Provided records:
########################################

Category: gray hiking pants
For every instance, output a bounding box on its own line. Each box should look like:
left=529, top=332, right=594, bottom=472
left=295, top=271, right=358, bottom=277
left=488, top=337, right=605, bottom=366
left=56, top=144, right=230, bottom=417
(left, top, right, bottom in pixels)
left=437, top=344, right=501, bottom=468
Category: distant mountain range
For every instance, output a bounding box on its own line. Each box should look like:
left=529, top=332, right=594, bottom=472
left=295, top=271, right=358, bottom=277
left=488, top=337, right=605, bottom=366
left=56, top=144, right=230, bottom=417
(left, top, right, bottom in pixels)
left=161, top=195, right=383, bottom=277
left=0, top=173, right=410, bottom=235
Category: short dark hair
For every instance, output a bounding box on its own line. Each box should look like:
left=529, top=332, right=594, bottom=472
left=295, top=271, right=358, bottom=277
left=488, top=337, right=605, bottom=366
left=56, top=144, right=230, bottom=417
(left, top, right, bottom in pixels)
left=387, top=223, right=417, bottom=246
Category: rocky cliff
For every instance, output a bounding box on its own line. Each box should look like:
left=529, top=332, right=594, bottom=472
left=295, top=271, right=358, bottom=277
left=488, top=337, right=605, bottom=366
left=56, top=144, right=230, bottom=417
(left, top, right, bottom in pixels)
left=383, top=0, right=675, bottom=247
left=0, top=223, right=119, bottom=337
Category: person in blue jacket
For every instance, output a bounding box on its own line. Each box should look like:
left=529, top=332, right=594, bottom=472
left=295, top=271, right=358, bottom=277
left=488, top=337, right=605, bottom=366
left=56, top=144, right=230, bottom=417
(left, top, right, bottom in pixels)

########################################

Task directions: Retype every line of the entries above, word for word and in the same order.

Task response:
Category: gray hiking pants
For every instance, output a bounding box on its own line. Each box should look like:
left=529, top=332, right=594, bottom=472
left=295, top=271, right=358, bottom=277
left=488, top=337, right=605, bottom=366
left=56, top=144, right=230, bottom=417
(left, top, right, bottom in pixels)
left=437, top=344, right=501, bottom=468
Category: distant mountain range
For every instance, output a bounding box on its own line. Each box should look like:
left=529, top=332, right=594, bottom=472
left=295, top=271, right=358, bottom=277
left=488, top=337, right=605, bottom=366
left=56, top=144, right=230, bottom=417
(left, top, right, bottom in pixels)
left=161, top=195, right=383, bottom=277
left=0, top=173, right=410, bottom=235
Category: short dark hair
For every instance, output a bounding box on its own line. Each box should look like:
left=529, top=332, right=594, bottom=472
left=295, top=271, right=358, bottom=277
left=488, top=337, right=605, bottom=366
left=56, top=144, right=230, bottom=417
(left, top, right, bottom in pixels)
left=387, top=223, right=417, bottom=246
Category: rocky cliff
For every instance, output a bounding box on its own line. Each box should look like:
left=529, top=332, right=594, bottom=472
left=295, top=271, right=358, bottom=277
left=488, top=337, right=605, bottom=366
left=56, top=144, right=230, bottom=417
(left, top, right, bottom in pixels)
left=383, top=0, right=675, bottom=247
left=0, top=223, right=119, bottom=337
Category: person in blue jacket
For every instance, output a bounding box on its own line. Each box should look like:
left=529, top=332, right=594, bottom=472
left=295, top=271, right=358, bottom=277
left=488, top=337, right=605, bottom=366
left=56, top=144, right=230, bottom=417
(left, top, right, bottom in pixels)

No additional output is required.